INPUT:
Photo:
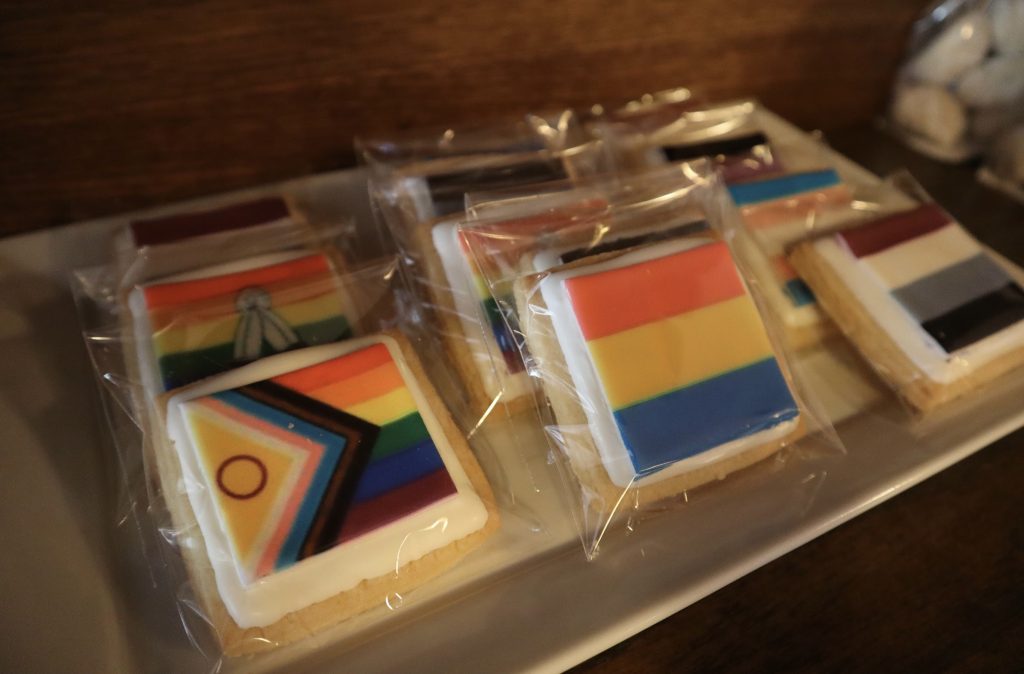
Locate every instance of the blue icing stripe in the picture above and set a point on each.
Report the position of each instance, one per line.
(687, 421)
(785, 185)
(397, 469)
(799, 293)
(334, 446)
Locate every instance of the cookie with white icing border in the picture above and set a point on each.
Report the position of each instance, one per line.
(657, 368)
(776, 212)
(316, 483)
(923, 301)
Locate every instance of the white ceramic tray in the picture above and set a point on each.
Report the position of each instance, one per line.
(526, 601)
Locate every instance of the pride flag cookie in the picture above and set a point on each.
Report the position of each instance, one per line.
(322, 480)
(153, 247)
(200, 324)
(776, 212)
(923, 301)
(672, 372)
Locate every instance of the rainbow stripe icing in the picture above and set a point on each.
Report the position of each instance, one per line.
(316, 469)
(668, 348)
(939, 275)
(204, 324)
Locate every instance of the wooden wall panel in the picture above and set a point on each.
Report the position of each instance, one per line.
(108, 107)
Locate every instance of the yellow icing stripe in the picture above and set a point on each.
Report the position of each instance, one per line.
(644, 362)
(220, 330)
(385, 409)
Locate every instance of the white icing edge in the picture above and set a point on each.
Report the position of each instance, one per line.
(916, 344)
(478, 337)
(591, 394)
(380, 552)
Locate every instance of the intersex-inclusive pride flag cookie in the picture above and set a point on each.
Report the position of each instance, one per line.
(205, 326)
(314, 458)
(938, 274)
(680, 351)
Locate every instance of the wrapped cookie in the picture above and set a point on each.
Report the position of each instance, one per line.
(289, 439)
(656, 132)
(933, 311)
(306, 488)
(421, 198)
(656, 368)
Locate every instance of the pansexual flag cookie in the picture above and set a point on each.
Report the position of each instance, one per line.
(776, 212)
(923, 301)
(200, 324)
(323, 480)
(674, 375)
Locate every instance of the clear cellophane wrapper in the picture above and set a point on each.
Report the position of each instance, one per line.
(605, 359)
(298, 461)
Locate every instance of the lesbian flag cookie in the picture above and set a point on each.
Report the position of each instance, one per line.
(672, 372)
(154, 247)
(322, 480)
(776, 212)
(200, 324)
(934, 312)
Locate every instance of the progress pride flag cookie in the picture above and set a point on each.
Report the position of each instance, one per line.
(923, 301)
(317, 479)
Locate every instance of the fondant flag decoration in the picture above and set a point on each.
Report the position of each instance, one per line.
(205, 326)
(448, 191)
(939, 275)
(170, 228)
(774, 201)
(681, 353)
(314, 458)
(739, 157)
(769, 206)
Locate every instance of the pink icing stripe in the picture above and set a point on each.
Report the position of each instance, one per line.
(265, 564)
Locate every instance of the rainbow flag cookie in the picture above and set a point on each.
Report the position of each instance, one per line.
(671, 364)
(200, 324)
(329, 474)
(776, 212)
(934, 312)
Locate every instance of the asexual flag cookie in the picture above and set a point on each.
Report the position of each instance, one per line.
(674, 375)
(921, 298)
(318, 479)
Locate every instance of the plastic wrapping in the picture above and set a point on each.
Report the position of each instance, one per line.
(656, 133)
(933, 311)
(421, 200)
(961, 90)
(637, 325)
(284, 424)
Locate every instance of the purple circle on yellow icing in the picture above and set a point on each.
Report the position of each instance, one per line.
(248, 458)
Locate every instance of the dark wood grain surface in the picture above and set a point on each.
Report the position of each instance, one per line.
(110, 107)
(107, 107)
(932, 581)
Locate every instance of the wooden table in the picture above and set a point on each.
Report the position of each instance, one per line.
(111, 109)
(931, 581)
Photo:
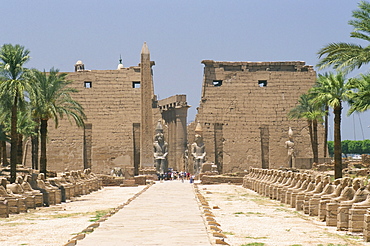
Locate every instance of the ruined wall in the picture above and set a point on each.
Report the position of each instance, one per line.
(174, 114)
(112, 107)
(243, 112)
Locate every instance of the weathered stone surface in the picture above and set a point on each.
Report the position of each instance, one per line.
(243, 112)
(218, 179)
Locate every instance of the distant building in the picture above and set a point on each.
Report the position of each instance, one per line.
(243, 111)
(112, 134)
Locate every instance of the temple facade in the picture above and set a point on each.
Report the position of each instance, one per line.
(243, 111)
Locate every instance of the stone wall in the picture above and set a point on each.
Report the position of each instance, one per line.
(111, 99)
(243, 112)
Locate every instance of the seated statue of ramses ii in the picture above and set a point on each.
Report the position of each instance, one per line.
(160, 150)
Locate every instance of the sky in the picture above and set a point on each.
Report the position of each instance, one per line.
(180, 34)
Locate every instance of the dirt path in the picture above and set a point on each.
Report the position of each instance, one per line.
(55, 225)
(250, 219)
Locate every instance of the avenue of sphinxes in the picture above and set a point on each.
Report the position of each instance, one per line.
(242, 110)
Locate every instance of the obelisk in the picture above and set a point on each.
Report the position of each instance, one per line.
(146, 125)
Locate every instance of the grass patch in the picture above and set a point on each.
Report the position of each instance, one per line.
(262, 201)
(99, 214)
(13, 224)
(62, 216)
(255, 213)
(257, 237)
(253, 244)
(332, 244)
(350, 240)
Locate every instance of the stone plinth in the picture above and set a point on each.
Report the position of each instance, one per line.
(367, 226)
(357, 219)
(322, 208)
(343, 216)
(140, 180)
(313, 207)
(331, 214)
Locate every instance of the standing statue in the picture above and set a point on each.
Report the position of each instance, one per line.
(198, 150)
(160, 151)
(290, 146)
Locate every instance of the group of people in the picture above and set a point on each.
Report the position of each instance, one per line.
(160, 151)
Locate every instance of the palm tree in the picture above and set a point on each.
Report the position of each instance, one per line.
(313, 114)
(52, 100)
(348, 56)
(360, 98)
(333, 91)
(325, 107)
(13, 84)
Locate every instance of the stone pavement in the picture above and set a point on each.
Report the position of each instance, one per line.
(166, 214)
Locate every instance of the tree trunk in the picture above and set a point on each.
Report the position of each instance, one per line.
(43, 135)
(337, 142)
(310, 130)
(35, 147)
(13, 141)
(19, 148)
(326, 130)
(315, 144)
(3, 154)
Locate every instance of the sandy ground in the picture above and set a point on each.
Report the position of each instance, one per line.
(55, 225)
(250, 219)
(246, 218)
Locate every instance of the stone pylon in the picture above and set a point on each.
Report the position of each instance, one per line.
(146, 124)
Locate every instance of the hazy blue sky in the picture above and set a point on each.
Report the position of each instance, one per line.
(180, 34)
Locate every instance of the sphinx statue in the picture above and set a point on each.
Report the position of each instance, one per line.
(198, 150)
(160, 152)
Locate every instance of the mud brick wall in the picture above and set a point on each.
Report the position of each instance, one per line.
(112, 107)
(251, 100)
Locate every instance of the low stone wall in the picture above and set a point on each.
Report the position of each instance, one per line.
(110, 180)
(218, 179)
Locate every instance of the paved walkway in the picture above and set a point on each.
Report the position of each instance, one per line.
(166, 214)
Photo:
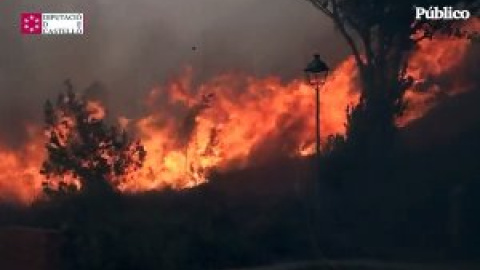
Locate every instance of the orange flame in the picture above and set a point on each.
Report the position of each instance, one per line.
(234, 120)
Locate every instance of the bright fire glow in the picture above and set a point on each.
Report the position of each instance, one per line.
(233, 120)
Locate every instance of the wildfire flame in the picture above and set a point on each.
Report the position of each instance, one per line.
(234, 120)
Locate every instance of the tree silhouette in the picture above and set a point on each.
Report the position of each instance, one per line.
(381, 34)
(83, 152)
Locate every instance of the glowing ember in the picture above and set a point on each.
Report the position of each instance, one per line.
(234, 120)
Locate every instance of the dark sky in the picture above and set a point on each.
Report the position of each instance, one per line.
(132, 45)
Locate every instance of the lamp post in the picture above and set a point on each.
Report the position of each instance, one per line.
(316, 74)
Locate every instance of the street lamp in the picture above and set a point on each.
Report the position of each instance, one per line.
(316, 74)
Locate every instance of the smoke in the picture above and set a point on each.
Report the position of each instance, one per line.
(130, 46)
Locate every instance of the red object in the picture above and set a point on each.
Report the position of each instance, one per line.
(31, 23)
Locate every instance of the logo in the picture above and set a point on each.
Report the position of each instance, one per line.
(31, 23)
(445, 13)
(51, 23)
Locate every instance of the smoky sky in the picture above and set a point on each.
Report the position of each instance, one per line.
(130, 46)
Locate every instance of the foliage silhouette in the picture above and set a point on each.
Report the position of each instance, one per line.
(381, 35)
(83, 152)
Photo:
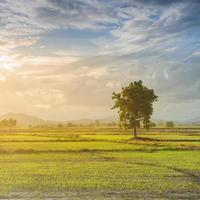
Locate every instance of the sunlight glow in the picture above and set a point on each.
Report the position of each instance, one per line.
(8, 62)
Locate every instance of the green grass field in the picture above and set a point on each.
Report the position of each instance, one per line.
(101, 163)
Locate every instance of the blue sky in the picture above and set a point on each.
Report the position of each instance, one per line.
(62, 59)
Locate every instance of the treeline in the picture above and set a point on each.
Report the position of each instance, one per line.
(96, 123)
(8, 123)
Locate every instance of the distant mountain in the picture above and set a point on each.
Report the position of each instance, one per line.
(24, 120)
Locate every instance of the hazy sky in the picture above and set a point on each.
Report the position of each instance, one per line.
(62, 59)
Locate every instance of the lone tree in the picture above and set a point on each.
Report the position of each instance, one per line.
(135, 105)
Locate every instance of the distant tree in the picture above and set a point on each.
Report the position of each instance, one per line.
(170, 124)
(12, 123)
(135, 105)
(97, 123)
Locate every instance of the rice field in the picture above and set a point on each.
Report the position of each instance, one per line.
(99, 163)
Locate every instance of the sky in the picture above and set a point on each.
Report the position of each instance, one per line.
(62, 59)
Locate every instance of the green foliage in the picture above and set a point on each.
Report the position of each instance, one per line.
(97, 163)
(135, 105)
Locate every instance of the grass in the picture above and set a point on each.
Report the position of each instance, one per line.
(105, 165)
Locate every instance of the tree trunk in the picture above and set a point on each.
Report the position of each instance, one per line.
(135, 132)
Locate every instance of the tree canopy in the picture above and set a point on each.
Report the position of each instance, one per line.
(135, 105)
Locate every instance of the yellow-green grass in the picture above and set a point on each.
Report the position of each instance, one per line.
(78, 164)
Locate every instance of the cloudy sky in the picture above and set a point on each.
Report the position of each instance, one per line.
(62, 59)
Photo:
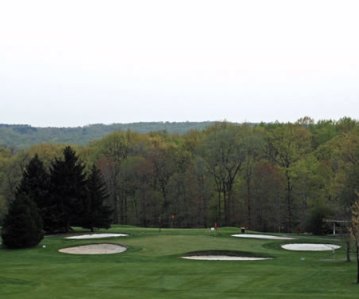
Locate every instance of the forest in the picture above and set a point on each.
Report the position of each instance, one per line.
(267, 177)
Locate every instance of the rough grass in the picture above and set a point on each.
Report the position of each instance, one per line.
(152, 268)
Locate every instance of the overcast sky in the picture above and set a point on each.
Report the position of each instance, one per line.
(78, 62)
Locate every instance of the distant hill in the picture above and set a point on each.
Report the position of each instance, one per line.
(23, 136)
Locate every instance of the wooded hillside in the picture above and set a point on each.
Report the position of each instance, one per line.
(268, 177)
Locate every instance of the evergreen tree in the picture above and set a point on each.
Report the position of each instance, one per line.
(35, 184)
(22, 226)
(68, 190)
(96, 213)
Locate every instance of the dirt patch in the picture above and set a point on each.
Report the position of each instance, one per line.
(94, 249)
(95, 236)
(255, 236)
(224, 258)
(310, 247)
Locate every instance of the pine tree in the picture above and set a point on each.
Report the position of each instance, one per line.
(35, 184)
(355, 231)
(22, 226)
(96, 213)
(68, 190)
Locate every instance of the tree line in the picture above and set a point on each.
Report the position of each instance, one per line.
(267, 177)
(54, 200)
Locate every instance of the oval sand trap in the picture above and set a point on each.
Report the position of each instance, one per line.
(94, 249)
(255, 236)
(95, 236)
(310, 247)
(224, 258)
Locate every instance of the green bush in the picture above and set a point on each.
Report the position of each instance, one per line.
(22, 227)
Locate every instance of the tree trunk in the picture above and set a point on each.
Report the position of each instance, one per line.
(289, 203)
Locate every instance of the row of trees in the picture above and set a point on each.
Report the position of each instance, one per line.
(268, 177)
(53, 201)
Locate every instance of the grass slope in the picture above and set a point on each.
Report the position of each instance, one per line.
(152, 268)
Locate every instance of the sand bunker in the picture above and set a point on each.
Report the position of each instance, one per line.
(310, 247)
(255, 236)
(224, 258)
(95, 236)
(94, 249)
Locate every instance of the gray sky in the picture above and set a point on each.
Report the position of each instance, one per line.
(78, 62)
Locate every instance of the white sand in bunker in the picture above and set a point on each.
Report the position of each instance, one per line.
(256, 236)
(94, 249)
(224, 258)
(310, 247)
(95, 236)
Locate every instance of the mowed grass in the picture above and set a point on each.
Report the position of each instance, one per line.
(152, 268)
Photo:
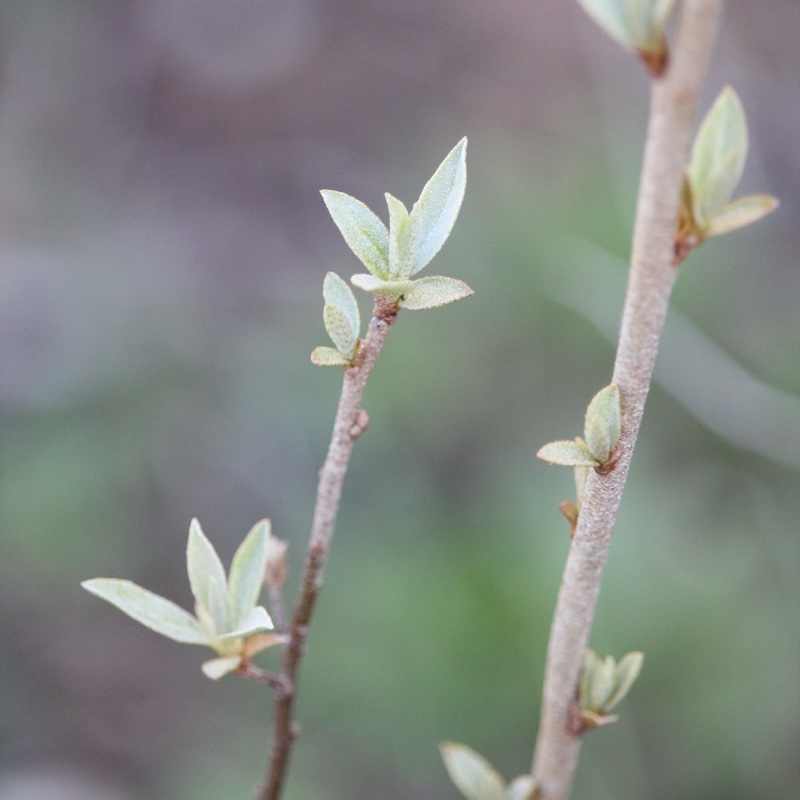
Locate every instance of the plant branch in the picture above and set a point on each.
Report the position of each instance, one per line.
(652, 274)
(351, 421)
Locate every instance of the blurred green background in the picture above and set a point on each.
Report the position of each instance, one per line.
(162, 250)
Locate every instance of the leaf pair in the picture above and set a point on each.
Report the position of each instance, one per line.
(392, 256)
(637, 25)
(718, 157)
(604, 682)
(477, 779)
(601, 435)
(228, 619)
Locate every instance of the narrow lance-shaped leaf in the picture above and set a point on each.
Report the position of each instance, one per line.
(247, 573)
(434, 214)
(363, 231)
(342, 320)
(218, 606)
(328, 357)
(635, 24)
(434, 291)
(207, 576)
(257, 620)
(625, 674)
(740, 212)
(377, 286)
(568, 454)
(472, 774)
(602, 423)
(401, 243)
(217, 668)
(149, 609)
(718, 156)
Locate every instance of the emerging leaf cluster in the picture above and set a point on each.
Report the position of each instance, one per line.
(477, 779)
(393, 255)
(718, 157)
(227, 618)
(604, 682)
(637, 25)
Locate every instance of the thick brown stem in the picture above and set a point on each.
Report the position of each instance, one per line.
(673, 106)
(351, 421)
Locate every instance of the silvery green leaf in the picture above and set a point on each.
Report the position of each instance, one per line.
(246, 577)
(218, 606)
(522, 787)
(602, 424)
(363, 231)
(635, 24)
(568, 454)
(339, 295)
(151, 610)
(718, 157)
(216, 668)
(328, 357)
(377, 286)
(740, 212)
(206, 576)
(433, 292)
(598, 682)
(434, 214)
(472, 774)
(625, 673)
(401, 240)
(581, 474)
(340, 329)
(257, 620)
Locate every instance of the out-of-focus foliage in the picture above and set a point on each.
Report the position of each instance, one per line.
(163, 246)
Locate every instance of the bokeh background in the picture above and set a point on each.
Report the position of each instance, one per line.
(162, 250)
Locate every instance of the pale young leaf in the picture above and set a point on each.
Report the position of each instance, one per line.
(328, 357)
(635, 24)
(216, 668)
(363, 231)
(471, 773)
(740, 212)
(338, 294)
(718, 157)
(340, 329)
(218, 606)
(568, 454)
(256, 621)
(149, 609)
(597, 684)
(246, 577)
(207, 576)
(602, 423)
(434, 214)
(401, 240)
(433, 292)
(625, 673)
(377, 286)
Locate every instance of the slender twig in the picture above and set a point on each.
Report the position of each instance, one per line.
(673, 105)
(351, 421)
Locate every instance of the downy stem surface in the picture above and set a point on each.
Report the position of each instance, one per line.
(652, 273)
(351, 421)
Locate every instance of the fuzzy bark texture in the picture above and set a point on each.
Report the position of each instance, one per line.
(652, 274)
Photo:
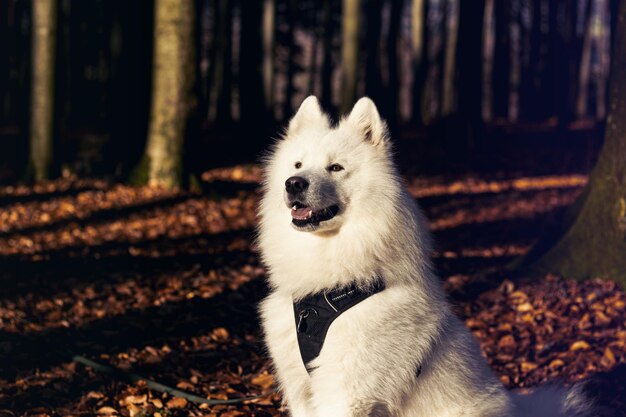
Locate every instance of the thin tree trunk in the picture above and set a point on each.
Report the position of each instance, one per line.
(373, 71)
(393, 86)
(349, 53)
(488, 60)
(419, 24)
(221, 88)
(173, 69)
(470, 72)
(327, 59)
(290, 88)
(417, 28)
(501, 60)
(451, 26)
(593, 242)
(585, 67)
(269, 15)
(251, 93)
(42, 92)
(313, 64)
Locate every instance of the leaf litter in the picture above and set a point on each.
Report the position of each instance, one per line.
(165, 285)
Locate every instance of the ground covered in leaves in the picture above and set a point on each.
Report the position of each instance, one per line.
(164, 285)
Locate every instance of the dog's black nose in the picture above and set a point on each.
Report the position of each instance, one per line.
(295, 185)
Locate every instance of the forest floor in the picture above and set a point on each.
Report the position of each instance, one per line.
(165, 285)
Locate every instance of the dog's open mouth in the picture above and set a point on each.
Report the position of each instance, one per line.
(302, 215)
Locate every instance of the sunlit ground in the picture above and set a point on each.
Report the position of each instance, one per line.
(165, 284)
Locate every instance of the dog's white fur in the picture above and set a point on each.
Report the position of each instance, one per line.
(367, 366)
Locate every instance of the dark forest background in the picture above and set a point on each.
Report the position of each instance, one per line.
(454, 73)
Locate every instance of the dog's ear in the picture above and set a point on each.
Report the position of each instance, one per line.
(365, 118)
(308, 116)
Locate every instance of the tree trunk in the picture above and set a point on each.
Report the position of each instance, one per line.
(393, 83)
(251, 101)
(502, 60)
(173, 72)
(269, 15)
(470, 71)
(451, 27)
(42, 92)
(585, 66)
(327, 59)
(420, 40)
(221, 85)
(290, 88)
(373, 71)
(594, 243)
(349, 53)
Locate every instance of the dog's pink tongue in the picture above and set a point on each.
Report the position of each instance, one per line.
(301, 213)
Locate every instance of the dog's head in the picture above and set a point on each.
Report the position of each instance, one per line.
(327, 174)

TASK DIRECTIONS: Recast the listing as a two-column CSV with the headers "instruction" and "coordinates". Begin at the line that contains "Locate every instance of the dog's ear" and continue through the end of the listing. Each row should pair one instruction with its coordinates, with each value in a single quoted field and line breaks replaced by spaces.

THE SOLUTION:
instruction,coordinates
"Locate every instance of the dog's ear in the picture above and set a point on each. Report the position of each instance, one per line.","(365, 118) (308, 116)"
"Locate every instance of the tree trunk in the picture above and set a point on each. Report the position of each instance, one per line.","(393, 83) (251, 101) (502, 60) (173, 72) (269, 15) (470, 71) (451, 27) (42, 92) (585, 66) (327, 59) (420, 40) (221, 85) (290, 88) (373, 71) (594, 243) (349, 53)"
"Locate every instance of the dog's pink tongue in the picture above and set a point on each. Report the position of each instance, one per line.","(301, 213)"
"Locate every instance of the dog's head in the picture above and set a point on each. Report the position of each instance, one per line.","(327, 174)"